### SUPPLIED TEXT
▬▬▬▬▬▬▬▬▬▬
I am a little late with my bug out plan but I will be bugging out and testing my abilities and locations after winter has passed its worst.

And yes... north of scotland also lol

edit on 8-10-2014 by Vaxellion because: no reason

posted on Oct, 8 2014 @ 05:15 PM
a reply to: Vaxellion

are you a teuchter

posted on Oct, 8 2014 @ 06:32 PM
Cool thread.

I live in Scotland and have been thinking about preparing, actually starting to get a bit paranoid but I think it's entirely warranted - the majority of people around me seem to be in a trance.

I'm not too far from the countryside - lot's of places I could go and I've no issue with hitting the ground running. Have no responsibilities, being alone or isolated is nothing new to me and it's not a concern, I'd miss the computer and probably lose my job but that's about it. Everything else I need or want I could take with me or find.

I thought about it like you but realised that the majority of people in this country have no plan and to be frank, very little foresight or common sense. There's plenty of places for you and me and others like us in the UK. Prepping and the concept of bugging out isn't really that popular here, few have really though it out or would have the presence of mind to know when it's time to go.

It's the unpredictable nature of people that worries me...I'm always cautious, alert - grew up in a rough area and can handle myself but safety first. If you're going to bivvy down the last thing you need is to get injured. We UK folks ain't don't got no easy access to no guns like our American counterparts, which is a shame but we still need to protect ourselves.

I might start a thread about this - survival techniques for us UK folks, we can share tips. We're lucky in that there are no deserts in the UK, or jungles - we can catch rabbit, fish, we've got lakes and mountains - and most people in the UK are within reasonable distance of this abundance of natural resources. A bug-out bag is great, but there's more you can do.

Cool thread anyways, flagged my friend.

posted on Oct, 8 2014 @ 06:47 PM
I just wanted to add.

I don't think the majority of people will handle it. Look around you, if you see what I see...everyone's on life support, and that life support is their phone, their network. They rely on technology to survive, we all do.

I think it's those of us who foresee this, who know what our luxuries and comforts are, and realise that we could easily lose them, are the ones that will be smart when the time comes.

I see helpless people frantically trying to get their phones to work, I see people crumbling because they simply won't be able to adjust to a life with no comforts.

I'm old fashioned, I read books, I like training and exercise, I like being alone and I know that things can and very well may get hairy in the not too distant future - so mentaly I'm prepped. I don't watch tv, I own a cheap, crappy phone because it's a modern day, necessary evil - i leave it at home, turn it off, ignore it when it rings. Send the odd text and that's about it...I preferred it 20 years ago when people didn't need to know where I was and what I was doing.

In a SHTF scenario these things become even less important to me, but to the majority...I see people crumbling, screaming in tears because they are missing some crappy tv show or can't update their status on facebook. They'll be dying of starvation long before they realise things are actually quite serious.
▬▬▬▬▬▬▬▬▬▬
### EXERCISE A
In the forum thread on bugging out, when does the first poster plan to go out and test their abilities and locations?
### EXERCISE B
Return the part of the forum thread on bugging out that starts at "Cool thread anyways, flagged" and ends at "with no comforts.", copied word for word.

### PROVIDED DATA
▬▬▬▬▬▬▬▬▬▬
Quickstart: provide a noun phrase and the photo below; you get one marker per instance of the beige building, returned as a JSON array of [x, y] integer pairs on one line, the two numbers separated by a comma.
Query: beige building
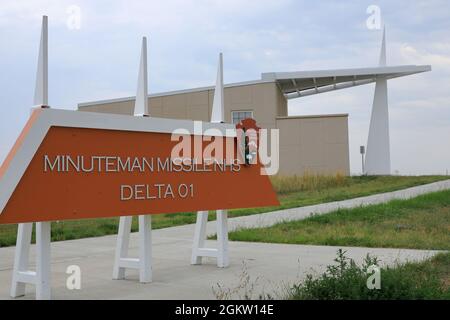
[[307, 144]]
▬▬▬▬▬▬▬▬▬▬
### WRITTEN RESPONSE A
After winter has passed its worst.

### WRITTEN RESPONSE B
Cool thread anyways, flagged my friend.

posted on Oct, 8 2014 @ 06:47 PM
I just wanted to add.

I don't think the majority of people will handle it. Look around you, if you see what I see...everyone's on life support, and that life support is their phone, their network. They rely on technology to survive, we all do.

I think it's those of us who foresee this, who know what our luxuries and comforts are, and realise that we could easily lose them, are the ones that will be smart when the time comes.

I see helpless people frantically trying to get their phones to work, I see people crumbling because they simply won't be able to adjust to a life with no comforts.